▶ Короткое задание A
Перескажите текст о Немировиче-Данченко в двух предложениях.
▶ Короткое задание B
Определите, согласуется ли с текстом о Немировиче-Данченко каждое утверждение: (i) письмо-предостережение коллективу МХАТа относится к 1942 году; (ii) Немирович-Данченко умер в стенах МХАТа; (iii) слова «Хорошо жить!» запомнила О. С. Бокшанская. Каждый ответ (да или нет) подтвердите точной цитатой из текста.
▶ Короткое задание C
Финал какого спектакля репетировал Немирович-Данченко согласно тексту о Немировиче-Данченко?

Выбрать главу

На этом, завершающем витке жизни Немировича-Данченко главной его заботой остается «детище» — МХАТ. Судьба его вызывает все большую тревогу. Зоркий глаз видит то, что еще скрыто от других, — картину оскудения театра. Руководитель бескомпромиссно оценивает его состояние и обращается к коллективу МХАТа с письмом-предостережением (1942): «МХАТ подходит вплотную к тому тупику, в какой естественным, историческим путем попадает всякое художественное учреждение, когда его искусство окрепло и завоевало всеобщее признание, но когда оно уже не только не перемалывает свои недостатки, но еще укрепляет их, а кое-где даже обращает их в “священные традиции”. И замыкается в себе и живет инерцией… “Остановись, просмотри свою жизнь, открой форточки для свежего воздуха, возьми метлу и вымети сор, соскобли угрожающие болячки!”»[62]

Он мечтает после войны решительно обновить положение во МХАТе, намеревается все «заново ставить на ноги». А пока — продолжает держать под крепким контролем творческий процесс в театре, репетирует финал спектакля «Последние дни». Он в приподнятом настроении, подтянут, бодр, хотя иногда морщится, жалуется на то, что побаливает грудь. Говорит: «Хорошо жить! Вот так просто — хорошо жить!» Эти слова запомнила секретарь Немировича-Данченко О. С. Бокшанская. Они были произнесены 18 апреля 1943 года — в этот день Владимир Иванович был в стенах МХАТа в последний раз. Через неделю в больнице он умер от сердечного приступа.

… Вся его яркая жизнь, все его наследие остаются замечательным уроком для нашего театрального искусства. Остается злободневным и его последнее письмо коллективу МХАТа — письмо-завещание…

М. Любомудров

{39} Из прошлого

Чтобы воспоминания имели какое-нибудь значение, они должны быть прежде всего искренни и не выдуманы.

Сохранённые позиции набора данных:
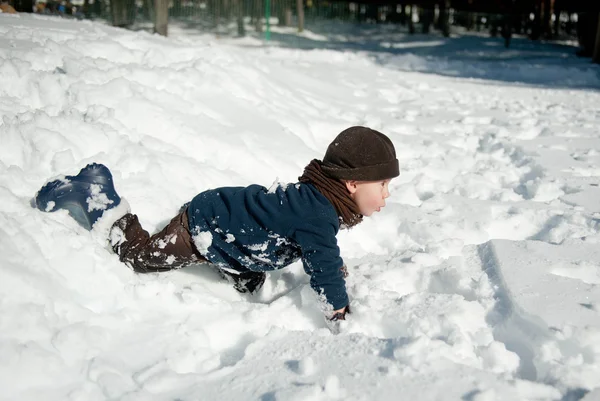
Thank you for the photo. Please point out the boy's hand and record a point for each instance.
(340, 314)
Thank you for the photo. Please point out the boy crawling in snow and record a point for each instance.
(246, 231)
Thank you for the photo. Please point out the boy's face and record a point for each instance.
(369, 195)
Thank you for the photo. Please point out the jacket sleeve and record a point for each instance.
(322, 261)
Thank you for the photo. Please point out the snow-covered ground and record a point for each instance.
(479, 281)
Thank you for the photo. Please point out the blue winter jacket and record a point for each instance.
(256, 229)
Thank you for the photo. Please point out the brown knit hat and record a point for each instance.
(361, 154)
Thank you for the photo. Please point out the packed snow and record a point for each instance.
(478, 281)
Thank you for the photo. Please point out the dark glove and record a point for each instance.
(340, 315)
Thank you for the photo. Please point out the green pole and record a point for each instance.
(267, 18)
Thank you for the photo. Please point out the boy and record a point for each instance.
(246, 231)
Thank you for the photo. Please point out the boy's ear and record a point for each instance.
(351, 186)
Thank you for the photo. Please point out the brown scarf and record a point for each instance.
(335, 191)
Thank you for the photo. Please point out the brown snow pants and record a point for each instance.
(171, 248)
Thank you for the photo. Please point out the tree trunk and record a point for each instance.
(444, 18)
(162, 17)
(300, 11)
(596, 57)
(240, 17)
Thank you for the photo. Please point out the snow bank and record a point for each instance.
(432, 317)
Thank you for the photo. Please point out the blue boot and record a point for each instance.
(86, 196)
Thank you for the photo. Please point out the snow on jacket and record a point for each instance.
(252, 228)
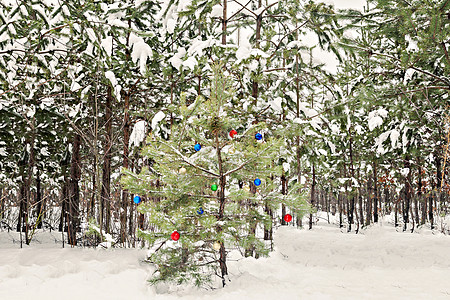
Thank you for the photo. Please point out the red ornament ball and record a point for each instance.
(175, 235)
(288, 218)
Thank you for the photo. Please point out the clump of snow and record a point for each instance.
(374, 118)
(157, 118)
(138, 134)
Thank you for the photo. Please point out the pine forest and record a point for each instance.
(197, 129)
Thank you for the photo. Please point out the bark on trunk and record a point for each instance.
(73, 221)
(39, 204)
(126, 139)
(375, 194)
(283, 192)
(220, 217)
(106, 170)
(313, 192)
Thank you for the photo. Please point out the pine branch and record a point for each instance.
(247, 162)
(186, 160)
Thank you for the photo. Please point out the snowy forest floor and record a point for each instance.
(378, 263)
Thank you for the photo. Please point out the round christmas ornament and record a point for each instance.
(175, 235)
(288, 218)
(216, 246)
(137, 199)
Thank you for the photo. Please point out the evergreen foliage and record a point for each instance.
(173, 202)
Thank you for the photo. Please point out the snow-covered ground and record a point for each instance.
(324, 263)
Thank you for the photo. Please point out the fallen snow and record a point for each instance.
(324, 263)
(138, 134)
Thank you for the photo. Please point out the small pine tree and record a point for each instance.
(204, 195)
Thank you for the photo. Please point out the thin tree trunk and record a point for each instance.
(313, 192)
(283, 192)
(106, 174)
(39, 204)
(221, 196)
(375, 194)
(73, 221)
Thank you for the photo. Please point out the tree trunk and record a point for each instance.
(375, 193)
(39, 204)
(220, 217)
(126, 140)
(408, 193)
(283, 192)
(369, 200)
(106, 171)
(313, 192)
(73, 221)
(341, 209)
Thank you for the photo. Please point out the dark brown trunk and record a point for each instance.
(375, 194)
(73, 221)
(91, 206)
(126, 140)
(283, 192)
(341, 210)
(220, 217)
(250, 250)
(352, 200)
(224, 23)
(105, 195)
(369, 200)
(39, 204)
(407, 194)
(313, 192)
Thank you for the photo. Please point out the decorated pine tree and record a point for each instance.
(207, 185)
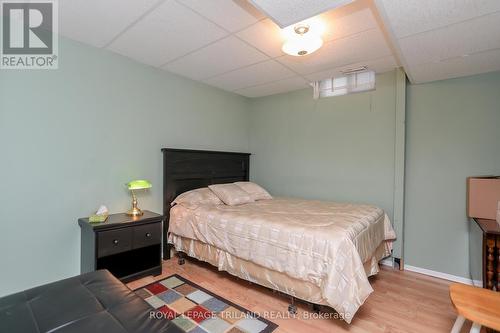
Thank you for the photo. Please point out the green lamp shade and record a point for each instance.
(139, 185)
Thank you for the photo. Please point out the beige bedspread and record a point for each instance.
(323, 243)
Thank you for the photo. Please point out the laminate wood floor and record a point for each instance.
(402, 301)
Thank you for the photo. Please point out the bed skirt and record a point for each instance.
(263, 276)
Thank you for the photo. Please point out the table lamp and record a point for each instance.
(137, 185)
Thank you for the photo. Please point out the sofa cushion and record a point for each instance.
(92, 302)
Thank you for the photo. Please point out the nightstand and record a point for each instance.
(129, 247)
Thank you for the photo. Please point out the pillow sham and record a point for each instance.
(231, 194)
(256, 192)
(194, 198)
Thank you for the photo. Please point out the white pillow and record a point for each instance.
(194, 198)
(231, 194)
(255, 191)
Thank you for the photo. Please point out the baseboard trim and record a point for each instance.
(387, 262)
(477, 283)
(443, 276)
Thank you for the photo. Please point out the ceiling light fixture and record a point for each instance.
(302, 41)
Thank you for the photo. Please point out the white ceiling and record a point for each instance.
(288, 12)
(226, 43)
(231, 45)
(437, 40)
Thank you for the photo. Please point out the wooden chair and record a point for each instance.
(481, 306)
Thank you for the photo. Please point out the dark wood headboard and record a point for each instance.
(185, 170)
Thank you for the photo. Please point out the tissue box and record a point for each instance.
(483, 195)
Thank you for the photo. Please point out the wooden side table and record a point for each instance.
(480, 306)
(491, 253)
(128, 247)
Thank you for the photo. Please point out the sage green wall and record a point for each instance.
(342, 148)
(339, 148)
(71, 138)
(453, 131)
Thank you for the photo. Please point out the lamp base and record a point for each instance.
(135, 212)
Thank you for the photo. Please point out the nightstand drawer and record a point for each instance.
(146, 235)
(113, 241)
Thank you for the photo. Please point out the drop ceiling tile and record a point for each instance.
(257, 74)
(472, 36)
(264, 35)
(232, 15)
(361, 47)
(414, 16)
(97, 22)
(348, 20)
(483, 62)
(287, 12)
(170, 31)
(277, 87)
(220, 57)
(381, 65)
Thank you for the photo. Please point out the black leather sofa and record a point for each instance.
(88, 303)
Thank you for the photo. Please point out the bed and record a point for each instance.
(316, 251)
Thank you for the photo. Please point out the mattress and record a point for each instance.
(322, 243)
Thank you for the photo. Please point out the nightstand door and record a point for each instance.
(113, 241)
(146, 235)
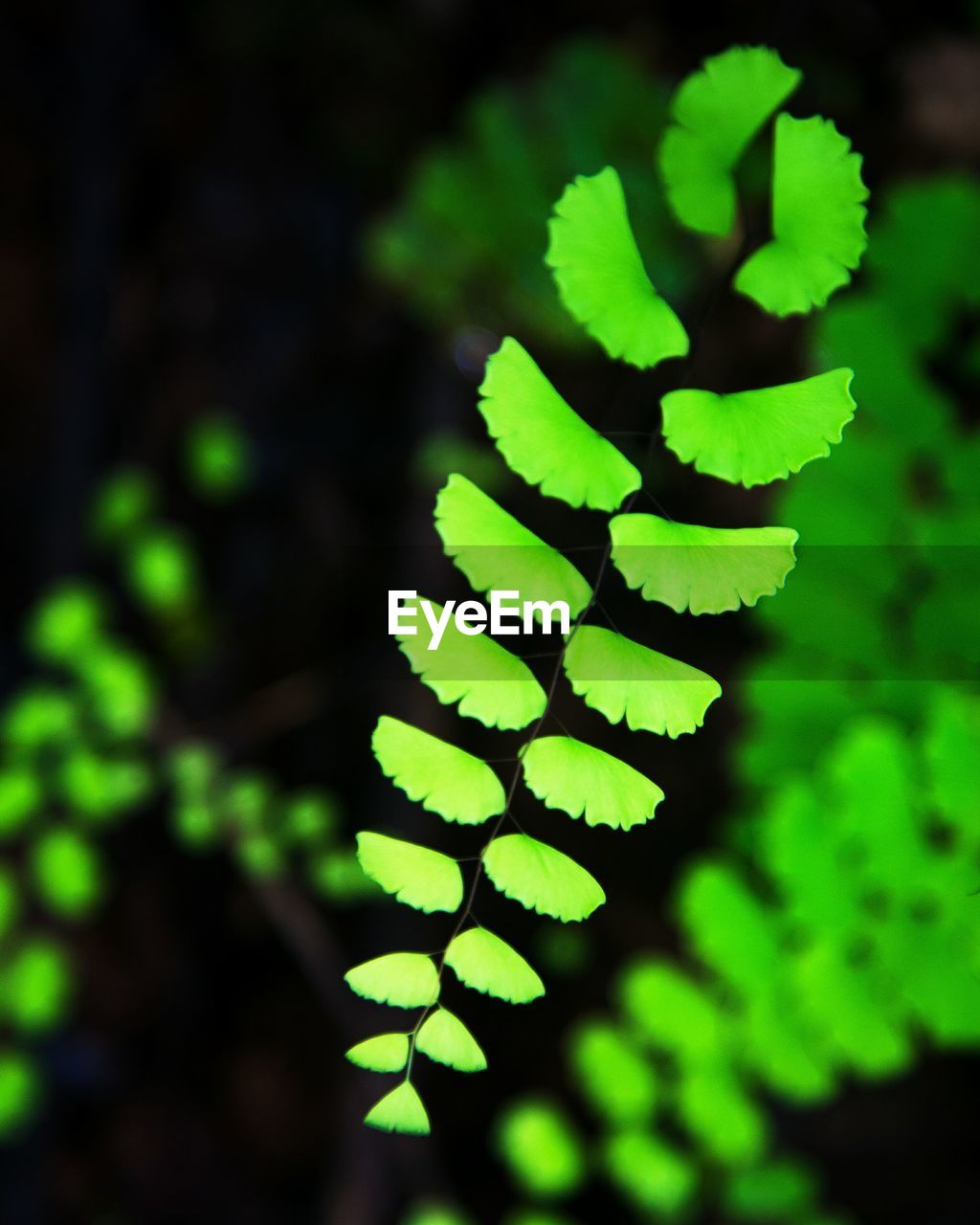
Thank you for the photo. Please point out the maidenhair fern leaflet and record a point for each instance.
(746, 437)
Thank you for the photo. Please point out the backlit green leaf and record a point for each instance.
(399, 1111)
(818, 234)
(757, 436)
(612, 1073)
(486, 680)
(419, 878)
(542, 1150)
(542, 879)
(495, 551)
(620, 678)
(484, 962)
(717, 112)
(600, 275)
(385, 1053)
(446, 779)
(444, 1037)
(407, 980)
(544, 440)
(708, 569)
(568, 774)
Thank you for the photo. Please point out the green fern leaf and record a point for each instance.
(484, 962)
(708, 569)
(385, 1053)
(600, 275)
(580, 779)
(405, 980)
(445, 1039)
(497, 552)
(818, 234)
(619, 677)
(542, 879)
(612, 1073)
(486, 680)
(399, 1111)
(546, 441)
(657, 1177)
(717, 112)
(416, 876)
(757, 436)
(446, 779)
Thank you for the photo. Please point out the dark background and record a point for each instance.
(184, 191)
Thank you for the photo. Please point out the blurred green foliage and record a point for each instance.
(839, 930)
(463, 252)
(81, 750)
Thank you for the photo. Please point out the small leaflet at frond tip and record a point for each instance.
(399, 1111)
(419, 878)
(752, 437)
(621, 678)
(544, 440)
(818, 214)
(444, 778)
(542, 879)
(495, 551)
(600, 276)
(385, 1053)
(484, 962)
(583, 781)
(717, 112)
(704, 569)
(445, 1039)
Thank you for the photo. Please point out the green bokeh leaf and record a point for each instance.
(612, 1073)
(818, 235)
(34, 987)
(444, 1037)
(544, 440)
(68, 873)
(444, 778)
(384, 1053)
(757, 436)
(657, 1177)
(484, 962)
(416, 876)
(600, 275)
(406, 980)
(542, 879)
(580, 779)
(708, 569)
(717, 112)
(541, 1148)
(20, 1089)
(621, 678)
(495, 551)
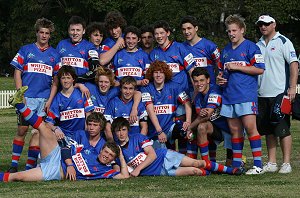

▶ Итоговый ответ A
Тревожась за судьбу МХАТа, Немирович-Данченко в 1942 году обратился к коллективу театра с письмом-предостережением о том, что МХАТ подходит вплотную к тупику, и мечтал после войны решительно обновить положение в театре. 18 апреля 1943 года он в последний раз был в стенах МХАТа, а через неделю умер в больнице от сердечного приступа.

▶ Итоговый ответ B
(i) Да: «обращается к коллективу МХАТа с письмом-предостережением (1942)».
(ii) Нет: «Через неделю в больнице он умер от сердечного приступа».
(iii) Да: «Эти слова запомнила секретарь Немировича-Данченко О. С. Бокшанская».

▶ Итоговый ответ C
Финал спектакля «Последние дни».